____ Source excerpt

Proposal: Allow a Generative Function to recommend a proposal for conditioning on its return value #277

Open bzinberg opened 4 years ago

bzinberg commented 4 years ago

Motivation

This has come up repeatedly when I try to add slack terms or noise to a model. Even if I'm the only one developing the code, this "adding" is cumbersome because the inference program always needs to change when the model changes. For example, suppose I am co-developing a model and inference algorithm that include the model subroutine widget, defined by

@gen function widget()
  x ~ my_distribution()
  return x
end

and the inference program includes conditioning on :x, i.e. observing (widget_call => :x, val) in the choicemap, for some val.

Once that version is debugged, suppose I want to add measurement noise to the model:

@gen function noisy_widget()
  true_x ~ my_distribution()
  measured_x ~ normal(true_x, noise_stdev)
end

Now the inference program has to be changed. If we want to observe the return value of noisy_widget, the first obvious thing to do is observe (:measured_x, val). But if val is far from the modes of true_x, then the following systematic error will occur: in the original trace, true_x is drawn from some distribution (say, the prior) that doesn't know about val. The value of true_x will usually be near its prior modes. Because true_x is so far off, conditioning directly on :measured_x will not make much useful progress toward the posterior, unless a user who knows about this problem (i.e. is familiar with the source of noisy_widget) supplies a custom proposal.

Now imagine we're in a multi-person software ecosystem, and widget and noisy_widget are part of a library. In principle, the author of noisy_widget could have good recommendations about how to condition on its return value, without requiring the user to grok the trace structure (which the library author may later want to change under the hood). In this case the strategy would be something like "set true_x to be pretty close to the prior mode, but a offset little bit towards val, where 'a little bit' is on the order of noise_stdev." A user who needs finer-tuned performance will still have to go deeper into the math and write a homemade algorithm, but by having a good tune-free default, we allow users to be less encumbered when prototyping, or when developing more complex programs that are too big to hand-maintain every component of the inference algorithm.

________
____ Supplied data

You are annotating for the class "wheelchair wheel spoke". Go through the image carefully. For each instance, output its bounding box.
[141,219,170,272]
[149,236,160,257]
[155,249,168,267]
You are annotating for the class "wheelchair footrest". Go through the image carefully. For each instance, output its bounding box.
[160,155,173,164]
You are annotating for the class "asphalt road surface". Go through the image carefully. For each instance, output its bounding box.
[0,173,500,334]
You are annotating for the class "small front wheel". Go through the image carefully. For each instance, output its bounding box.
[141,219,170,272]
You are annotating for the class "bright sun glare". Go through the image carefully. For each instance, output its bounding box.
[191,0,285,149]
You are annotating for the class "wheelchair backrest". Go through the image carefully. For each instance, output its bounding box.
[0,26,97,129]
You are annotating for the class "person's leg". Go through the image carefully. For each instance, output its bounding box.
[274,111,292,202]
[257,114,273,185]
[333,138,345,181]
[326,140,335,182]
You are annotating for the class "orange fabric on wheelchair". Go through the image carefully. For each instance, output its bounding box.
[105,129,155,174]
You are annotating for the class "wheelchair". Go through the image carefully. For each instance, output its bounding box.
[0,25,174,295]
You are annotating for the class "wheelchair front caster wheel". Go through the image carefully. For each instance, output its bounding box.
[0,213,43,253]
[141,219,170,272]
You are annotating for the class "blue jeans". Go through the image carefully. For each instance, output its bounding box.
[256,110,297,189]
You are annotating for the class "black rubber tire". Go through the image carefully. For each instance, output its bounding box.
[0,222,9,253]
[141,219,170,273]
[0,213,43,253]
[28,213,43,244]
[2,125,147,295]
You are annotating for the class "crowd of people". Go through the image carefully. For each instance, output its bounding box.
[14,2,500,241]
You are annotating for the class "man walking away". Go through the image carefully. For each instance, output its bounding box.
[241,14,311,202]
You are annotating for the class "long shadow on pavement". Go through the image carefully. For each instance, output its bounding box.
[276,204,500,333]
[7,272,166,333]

________

§ What you will do
1. Answer these questions using the generative function proposal.
(a) What distribution does widget draw x from?
(b) In noisy_widget, what distribution is measured_x drawn from?
(c) In the suggested strategy for setting true_x, "a little bit" is on the order of what quantity?
2. Recast the paragraph of the generative function proposal that begins "Now imagine we're in a multi-person software ecosystem" as a short bulleted list that keeps its main points.
3. Pick up the generative function proposal after its final sentence and continue writing it.

§ The results
1.
(a) my_distribution()
(b) normal(true_x, noise_stdev)
(c) noise_stdev

2.
- Setting: widget and noisy_widget belong to a library used by several people.
- The author of noisy_widget could recommend how to condition on its return value, so users would not need to understand the trace structure, which the author may later change.
- Suggested strategy: set true_x close to the prior mode, offset slightly toward val, with the offset on the order of noise_stdev.
- Users who need finer-tuned performance would still have to work through the math and write their own algorithm.
- A good default that needs no tuning makes prototyping easier and helps with programs too large to hand-maintain every part of the inference algorithm.

3.
Also, if the author doesn't supply a hand-made default, then all inference code that does user-written logic to condition on the return value could break if the author later changes under-the-hood details (trace structure) of the model. This effectively makes libraries not libraries: the user has to read the source code in order to use it.

Proposal sketch

"Wait, is that a sketch of the proposal, or a sketch of the proposal?"

The rough idea is to allow a GenerativeFunction author to supply a default proposal for conditioning on the function's return value:

proposal = Gen.condition_retval(f)
new_trace, accepted = Gen.mh(trace, proposal, (val,))

Note that this feature is modular, in the sense that these condition_retval proposals will themselves be able to call other condition_retval proposals for their subroutine calls.

The default condition_retval proposal, if none is supplied by the author, could be:

(Conceivably, we could make this a library authors' best-practice rather than part of the API: we could decree a naming convention such as "library authors should, for each generative function f, also supply a generative function called f_condition_retval." My current speculative thinking is that having it eventually be part of the API would be neater.)

alex-lew commented 4 years ago

@bzinberg Generative functions already have internal proposals, not for their return values, but for any choicemap. It is essentially any distribution for proposing some addresses of a generative function given other addresses. The default is to use the "intervened prior", which as you point out, is often not a very good proposal. But generative functions can be customized to use other proposals as their internal proposals. In this case, the generative function methods generate and regenerate automatically use these internal proposals, and return weights that reflect those other proposals. This way, you can just use mh(p, select(:true_x)) or importance_resampling(p, choicemap(:true_x => val)) and benefit from the internal proposal without even realizing it :-) Furthermore, the "default proposals" of all other generative functions delegate to the "default proposals" of the generative functions they call, so callers of p automatically benefit.

Right now, there is a lot of boilerplate necessary to specify a custom internal proposal, but @marcoct's thesis suggests a combinator for doing so -- p = ReplaceInternalProposal(p, q). This combinator wouldn't be too difficult to implement. (Marco may already have it implemented somewhere?) Another point in the design space is MetaPPL, which allows you to alter a generative function's internal proposal using pattern-matching syntax:

@rules f(x, y) do t
  (:a | :b, :c) => propose_a(t[:b], t[:c], x)
  (:z | :a) => propose_z(t[:a])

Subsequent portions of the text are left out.